Start of Records for this exercise

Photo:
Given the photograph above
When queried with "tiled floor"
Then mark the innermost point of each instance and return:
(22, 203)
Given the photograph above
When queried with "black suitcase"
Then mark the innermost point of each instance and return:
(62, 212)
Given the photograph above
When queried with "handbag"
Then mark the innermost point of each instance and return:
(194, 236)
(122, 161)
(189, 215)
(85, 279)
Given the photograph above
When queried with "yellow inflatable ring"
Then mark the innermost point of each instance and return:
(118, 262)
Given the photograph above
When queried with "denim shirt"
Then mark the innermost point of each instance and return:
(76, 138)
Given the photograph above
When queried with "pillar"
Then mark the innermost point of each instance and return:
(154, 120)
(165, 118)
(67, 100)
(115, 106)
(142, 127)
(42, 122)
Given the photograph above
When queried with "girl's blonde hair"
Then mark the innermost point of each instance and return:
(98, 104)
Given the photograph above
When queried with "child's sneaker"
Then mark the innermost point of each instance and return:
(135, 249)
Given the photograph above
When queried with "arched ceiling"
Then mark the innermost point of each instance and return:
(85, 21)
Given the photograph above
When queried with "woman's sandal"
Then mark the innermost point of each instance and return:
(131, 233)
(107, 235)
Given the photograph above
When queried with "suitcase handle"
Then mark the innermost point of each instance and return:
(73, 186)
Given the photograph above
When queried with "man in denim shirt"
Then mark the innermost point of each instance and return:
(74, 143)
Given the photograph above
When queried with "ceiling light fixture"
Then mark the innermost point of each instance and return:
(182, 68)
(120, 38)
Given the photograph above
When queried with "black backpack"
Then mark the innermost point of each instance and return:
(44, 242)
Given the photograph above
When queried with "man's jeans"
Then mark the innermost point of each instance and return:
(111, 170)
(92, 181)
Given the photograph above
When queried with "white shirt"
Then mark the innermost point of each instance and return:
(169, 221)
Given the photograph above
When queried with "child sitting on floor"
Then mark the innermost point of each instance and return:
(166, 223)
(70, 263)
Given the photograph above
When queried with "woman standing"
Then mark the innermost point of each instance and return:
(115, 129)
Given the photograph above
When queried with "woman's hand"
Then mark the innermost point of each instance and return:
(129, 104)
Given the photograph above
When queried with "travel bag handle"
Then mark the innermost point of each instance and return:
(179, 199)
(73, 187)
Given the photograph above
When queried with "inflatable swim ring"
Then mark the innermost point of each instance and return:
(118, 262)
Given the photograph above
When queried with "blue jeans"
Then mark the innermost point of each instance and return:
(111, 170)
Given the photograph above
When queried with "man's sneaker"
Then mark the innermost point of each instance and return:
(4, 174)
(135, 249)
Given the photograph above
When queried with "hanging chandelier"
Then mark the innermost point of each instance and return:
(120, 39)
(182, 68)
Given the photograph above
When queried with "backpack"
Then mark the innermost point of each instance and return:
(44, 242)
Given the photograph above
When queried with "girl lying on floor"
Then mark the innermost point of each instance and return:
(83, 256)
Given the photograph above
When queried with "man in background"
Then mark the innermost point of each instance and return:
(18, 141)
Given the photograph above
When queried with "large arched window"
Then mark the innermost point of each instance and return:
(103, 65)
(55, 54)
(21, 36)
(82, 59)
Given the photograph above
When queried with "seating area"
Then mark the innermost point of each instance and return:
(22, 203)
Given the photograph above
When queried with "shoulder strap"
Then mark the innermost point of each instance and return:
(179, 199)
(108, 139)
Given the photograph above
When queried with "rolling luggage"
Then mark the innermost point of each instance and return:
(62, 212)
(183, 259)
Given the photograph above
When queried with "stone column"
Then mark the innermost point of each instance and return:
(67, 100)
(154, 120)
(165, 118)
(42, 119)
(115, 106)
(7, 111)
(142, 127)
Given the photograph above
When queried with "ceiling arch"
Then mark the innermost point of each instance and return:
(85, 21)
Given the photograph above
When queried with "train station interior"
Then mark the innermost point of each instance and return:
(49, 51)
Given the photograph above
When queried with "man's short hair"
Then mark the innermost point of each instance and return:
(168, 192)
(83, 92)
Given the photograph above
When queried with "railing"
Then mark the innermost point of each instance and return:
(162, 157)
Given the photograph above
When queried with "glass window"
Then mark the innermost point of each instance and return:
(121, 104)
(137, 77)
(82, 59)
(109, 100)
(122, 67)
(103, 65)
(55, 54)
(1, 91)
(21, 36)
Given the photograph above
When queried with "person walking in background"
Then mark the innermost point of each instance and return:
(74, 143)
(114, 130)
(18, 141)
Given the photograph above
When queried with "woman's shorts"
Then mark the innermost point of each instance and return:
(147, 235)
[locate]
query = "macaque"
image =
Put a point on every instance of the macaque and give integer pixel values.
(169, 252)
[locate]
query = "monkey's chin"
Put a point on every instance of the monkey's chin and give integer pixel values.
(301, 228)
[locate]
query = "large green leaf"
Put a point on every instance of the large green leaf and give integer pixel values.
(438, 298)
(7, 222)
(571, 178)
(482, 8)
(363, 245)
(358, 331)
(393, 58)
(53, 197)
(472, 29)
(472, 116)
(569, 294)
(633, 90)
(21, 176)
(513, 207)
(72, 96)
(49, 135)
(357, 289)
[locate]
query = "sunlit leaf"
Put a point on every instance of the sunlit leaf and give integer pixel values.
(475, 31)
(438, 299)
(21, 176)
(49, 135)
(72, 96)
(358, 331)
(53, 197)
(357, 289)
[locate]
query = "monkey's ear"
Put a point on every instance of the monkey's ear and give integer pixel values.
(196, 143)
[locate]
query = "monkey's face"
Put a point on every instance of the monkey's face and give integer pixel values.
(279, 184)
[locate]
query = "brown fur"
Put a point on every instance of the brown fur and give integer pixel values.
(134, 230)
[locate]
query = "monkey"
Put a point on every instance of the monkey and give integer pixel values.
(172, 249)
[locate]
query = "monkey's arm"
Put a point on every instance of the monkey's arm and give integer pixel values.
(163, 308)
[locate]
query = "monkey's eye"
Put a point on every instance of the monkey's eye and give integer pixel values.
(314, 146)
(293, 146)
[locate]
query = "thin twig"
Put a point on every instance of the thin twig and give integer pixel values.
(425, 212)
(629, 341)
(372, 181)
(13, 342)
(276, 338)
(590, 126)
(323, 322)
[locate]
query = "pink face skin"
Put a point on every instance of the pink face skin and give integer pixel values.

End of Records for this exercise

What you are asked to do:
Go through the data above and copy each line that holds the word "background".

Output of the task:
When queried with "man in background"
When queried with "person walking in background"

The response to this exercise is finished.